Objective A.
Output the part of the passage about falling leaves between "Not all falling" and "of discarded treasures.", inclusive, copied word for word.

Not all falling leaves go to the same place. Trapped under the peeling skin of a dead chestnut, the oak leaf fades from blood red to bloodstain brown,

while an orange and scarlet maple leaf peeks like an insurrectionary flag from a crevasse next to a bulge of scar tissue on an ancient oak.

The November woods are a little like a junk shop, full of discarded treasures.
Be sure to send your tree-related links to Larry Ayers — larry (dot) ayers (at) gmail (dot) com — by November 29 for the next Festival of the Trees, this time at Riverside Rambles.
*
chatoyance
[photo]
Outside a junk shop,
a quilt, the bars of a gate –
wandering shadows.
*
the cassandra pages
Behind the plate glass, behind the empty outside baskets and washed blackboard, tomatoes shine in red pyramids and leeks stand at attention like sailors. White mattresses in dormitory rows already sleep under all-night lights while men in black suits discuss the day’s receipts. Outside the Intermarché the man with the tattooed face eats something rapidly, seated on his blanket [...]
Empty sandwich board.
The man with the tattooed face
wolfs down his supper.
*
Somewhere in NJ
I don’t think I could ever tire of watching sanderlings and was glad to see such a large group huddled together against the wind. Have you ever seen sanderlings hop on one foot before the surf, rather than running like they normally do? Funny – that sight was my delight this morning!
A windy beach.
Sanderlings hop on one foot
when the surf comes in.

Objective B.
Return the lines of the records below unchanged, starting at the first line of the records and ending with the line holding "pixel 584 508", inclusive, and nothing else.

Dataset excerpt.

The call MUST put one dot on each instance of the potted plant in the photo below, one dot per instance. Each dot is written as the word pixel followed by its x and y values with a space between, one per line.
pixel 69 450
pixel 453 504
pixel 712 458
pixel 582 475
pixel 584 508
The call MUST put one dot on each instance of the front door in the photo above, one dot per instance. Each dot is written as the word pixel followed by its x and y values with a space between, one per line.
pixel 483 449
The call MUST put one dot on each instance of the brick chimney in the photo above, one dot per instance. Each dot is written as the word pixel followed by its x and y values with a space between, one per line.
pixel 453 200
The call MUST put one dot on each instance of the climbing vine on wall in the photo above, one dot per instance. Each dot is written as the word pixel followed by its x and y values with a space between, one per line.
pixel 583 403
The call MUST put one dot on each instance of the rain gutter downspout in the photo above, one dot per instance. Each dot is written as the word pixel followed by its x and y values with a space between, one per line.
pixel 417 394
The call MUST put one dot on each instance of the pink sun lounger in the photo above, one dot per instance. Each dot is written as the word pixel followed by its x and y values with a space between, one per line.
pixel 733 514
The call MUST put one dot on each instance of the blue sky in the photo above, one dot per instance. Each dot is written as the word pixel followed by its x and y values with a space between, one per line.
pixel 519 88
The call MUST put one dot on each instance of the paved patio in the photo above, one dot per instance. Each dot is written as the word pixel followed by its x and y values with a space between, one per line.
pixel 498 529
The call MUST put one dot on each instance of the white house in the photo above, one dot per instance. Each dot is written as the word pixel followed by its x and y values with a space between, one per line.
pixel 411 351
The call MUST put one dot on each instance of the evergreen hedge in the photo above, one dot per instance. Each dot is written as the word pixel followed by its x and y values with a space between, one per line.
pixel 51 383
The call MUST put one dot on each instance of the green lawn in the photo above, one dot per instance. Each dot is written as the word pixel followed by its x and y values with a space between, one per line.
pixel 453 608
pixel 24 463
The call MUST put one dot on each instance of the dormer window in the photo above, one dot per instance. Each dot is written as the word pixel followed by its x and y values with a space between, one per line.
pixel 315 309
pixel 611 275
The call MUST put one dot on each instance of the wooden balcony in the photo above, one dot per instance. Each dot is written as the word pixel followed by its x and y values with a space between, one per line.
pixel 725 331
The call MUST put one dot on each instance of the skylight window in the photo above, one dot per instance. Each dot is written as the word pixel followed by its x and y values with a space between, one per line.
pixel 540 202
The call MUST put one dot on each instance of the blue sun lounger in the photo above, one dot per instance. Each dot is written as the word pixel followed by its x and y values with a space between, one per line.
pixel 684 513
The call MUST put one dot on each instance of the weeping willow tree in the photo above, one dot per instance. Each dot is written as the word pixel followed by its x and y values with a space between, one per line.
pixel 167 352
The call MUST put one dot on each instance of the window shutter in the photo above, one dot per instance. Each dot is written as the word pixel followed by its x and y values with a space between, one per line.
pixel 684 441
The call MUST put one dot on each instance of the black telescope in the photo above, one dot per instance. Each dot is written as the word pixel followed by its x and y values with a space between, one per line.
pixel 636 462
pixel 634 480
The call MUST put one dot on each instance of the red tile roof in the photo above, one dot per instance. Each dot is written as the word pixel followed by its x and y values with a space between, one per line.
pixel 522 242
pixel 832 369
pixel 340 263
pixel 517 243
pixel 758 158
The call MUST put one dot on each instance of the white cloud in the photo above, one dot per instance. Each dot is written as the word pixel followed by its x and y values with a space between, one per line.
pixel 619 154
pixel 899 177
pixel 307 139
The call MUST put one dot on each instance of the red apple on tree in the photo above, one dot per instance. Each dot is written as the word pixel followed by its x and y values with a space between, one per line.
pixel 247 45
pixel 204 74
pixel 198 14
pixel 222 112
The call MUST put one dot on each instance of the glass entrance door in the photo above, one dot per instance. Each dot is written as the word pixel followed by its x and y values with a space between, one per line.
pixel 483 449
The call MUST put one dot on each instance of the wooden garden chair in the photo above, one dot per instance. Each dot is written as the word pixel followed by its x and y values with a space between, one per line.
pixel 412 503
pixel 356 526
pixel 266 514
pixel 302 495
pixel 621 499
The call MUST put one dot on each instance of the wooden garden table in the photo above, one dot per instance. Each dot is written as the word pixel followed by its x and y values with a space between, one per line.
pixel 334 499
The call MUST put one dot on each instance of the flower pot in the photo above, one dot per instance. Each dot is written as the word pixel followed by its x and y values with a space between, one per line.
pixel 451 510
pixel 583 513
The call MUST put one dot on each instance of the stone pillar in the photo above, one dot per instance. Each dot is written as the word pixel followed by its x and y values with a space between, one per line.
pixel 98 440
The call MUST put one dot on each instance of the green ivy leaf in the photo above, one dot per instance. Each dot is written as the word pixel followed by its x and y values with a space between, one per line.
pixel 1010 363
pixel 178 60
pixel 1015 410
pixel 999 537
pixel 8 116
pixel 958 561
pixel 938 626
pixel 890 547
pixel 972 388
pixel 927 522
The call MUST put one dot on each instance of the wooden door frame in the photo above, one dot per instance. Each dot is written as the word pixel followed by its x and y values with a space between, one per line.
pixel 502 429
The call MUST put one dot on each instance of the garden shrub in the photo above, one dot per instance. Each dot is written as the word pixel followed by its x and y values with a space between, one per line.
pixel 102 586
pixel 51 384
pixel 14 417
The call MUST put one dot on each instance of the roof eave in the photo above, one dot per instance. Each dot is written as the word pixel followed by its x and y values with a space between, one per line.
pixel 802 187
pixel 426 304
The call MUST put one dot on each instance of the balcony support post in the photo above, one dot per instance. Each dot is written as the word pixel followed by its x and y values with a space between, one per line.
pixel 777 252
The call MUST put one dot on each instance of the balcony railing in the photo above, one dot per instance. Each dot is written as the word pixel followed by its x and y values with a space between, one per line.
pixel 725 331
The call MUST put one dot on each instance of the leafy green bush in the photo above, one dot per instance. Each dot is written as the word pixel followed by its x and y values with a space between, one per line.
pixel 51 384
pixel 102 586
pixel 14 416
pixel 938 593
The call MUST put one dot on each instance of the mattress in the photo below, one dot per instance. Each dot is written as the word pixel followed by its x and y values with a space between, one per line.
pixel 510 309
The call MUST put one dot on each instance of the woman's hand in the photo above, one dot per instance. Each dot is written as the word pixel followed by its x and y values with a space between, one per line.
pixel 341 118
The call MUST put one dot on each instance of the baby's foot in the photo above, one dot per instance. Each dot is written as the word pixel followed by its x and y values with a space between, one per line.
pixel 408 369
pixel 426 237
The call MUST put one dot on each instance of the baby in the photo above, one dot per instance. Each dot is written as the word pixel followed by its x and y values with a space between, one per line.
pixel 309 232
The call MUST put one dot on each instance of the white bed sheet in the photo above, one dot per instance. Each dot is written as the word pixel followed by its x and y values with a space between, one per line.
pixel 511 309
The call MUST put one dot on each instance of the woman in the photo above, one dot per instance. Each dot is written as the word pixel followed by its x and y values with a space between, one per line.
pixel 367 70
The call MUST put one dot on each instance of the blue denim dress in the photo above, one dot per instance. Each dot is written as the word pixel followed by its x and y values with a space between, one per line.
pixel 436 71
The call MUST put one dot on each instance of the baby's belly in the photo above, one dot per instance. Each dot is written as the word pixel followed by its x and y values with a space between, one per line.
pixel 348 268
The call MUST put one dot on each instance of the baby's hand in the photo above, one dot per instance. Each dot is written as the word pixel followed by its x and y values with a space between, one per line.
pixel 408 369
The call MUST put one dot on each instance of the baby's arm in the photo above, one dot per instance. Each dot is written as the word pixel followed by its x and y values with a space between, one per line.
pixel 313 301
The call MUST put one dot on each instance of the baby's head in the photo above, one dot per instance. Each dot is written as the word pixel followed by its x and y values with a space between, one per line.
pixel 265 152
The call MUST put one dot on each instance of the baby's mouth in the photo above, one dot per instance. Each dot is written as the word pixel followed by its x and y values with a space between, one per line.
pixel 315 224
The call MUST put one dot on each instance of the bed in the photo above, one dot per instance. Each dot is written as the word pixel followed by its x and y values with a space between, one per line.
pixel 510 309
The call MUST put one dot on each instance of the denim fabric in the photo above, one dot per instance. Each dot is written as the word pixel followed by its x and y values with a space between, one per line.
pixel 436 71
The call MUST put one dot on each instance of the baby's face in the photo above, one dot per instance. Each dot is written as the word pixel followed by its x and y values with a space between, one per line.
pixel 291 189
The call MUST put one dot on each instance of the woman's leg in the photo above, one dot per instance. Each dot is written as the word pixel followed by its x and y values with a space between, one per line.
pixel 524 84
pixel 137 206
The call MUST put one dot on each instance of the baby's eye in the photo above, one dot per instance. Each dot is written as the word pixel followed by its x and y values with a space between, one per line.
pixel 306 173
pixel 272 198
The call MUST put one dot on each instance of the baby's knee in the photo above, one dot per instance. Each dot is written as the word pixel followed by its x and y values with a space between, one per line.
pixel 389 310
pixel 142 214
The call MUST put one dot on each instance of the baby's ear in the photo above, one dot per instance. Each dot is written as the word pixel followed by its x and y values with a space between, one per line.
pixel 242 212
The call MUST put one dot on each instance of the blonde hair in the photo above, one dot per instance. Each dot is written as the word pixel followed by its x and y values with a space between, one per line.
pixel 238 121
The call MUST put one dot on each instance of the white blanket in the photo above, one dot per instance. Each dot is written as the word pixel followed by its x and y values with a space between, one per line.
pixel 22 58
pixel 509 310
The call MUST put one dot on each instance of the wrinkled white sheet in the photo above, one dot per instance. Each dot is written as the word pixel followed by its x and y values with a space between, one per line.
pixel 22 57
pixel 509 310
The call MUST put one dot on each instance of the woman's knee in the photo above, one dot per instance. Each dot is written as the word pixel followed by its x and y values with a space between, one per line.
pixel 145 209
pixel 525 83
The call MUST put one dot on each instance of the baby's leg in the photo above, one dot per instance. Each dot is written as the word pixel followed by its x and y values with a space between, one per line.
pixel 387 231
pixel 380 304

Reply A.
Not all falling leaves go to the same place. Trapped under the peeling skin of a dead chestnut, the oak leaf fades from blood red to bloodstain brown,

while an orange and scarlet maple leaf peeks like an insurrectionary flag from a crevasse next to a bulge of scar tissue on an ancient oak.

The November woods are a little like a junk shop, full of discarded treasures.

Reply B.
The call MUST put one dot on each instance of the potted plant in the photo below, one dot per instance. Each dot is written as the word pixel followed by its x and y values with a space between, one per line.
pixel 69 450
pixel 453 504
pixel 712 458
pixel 582 475
pixel 584 508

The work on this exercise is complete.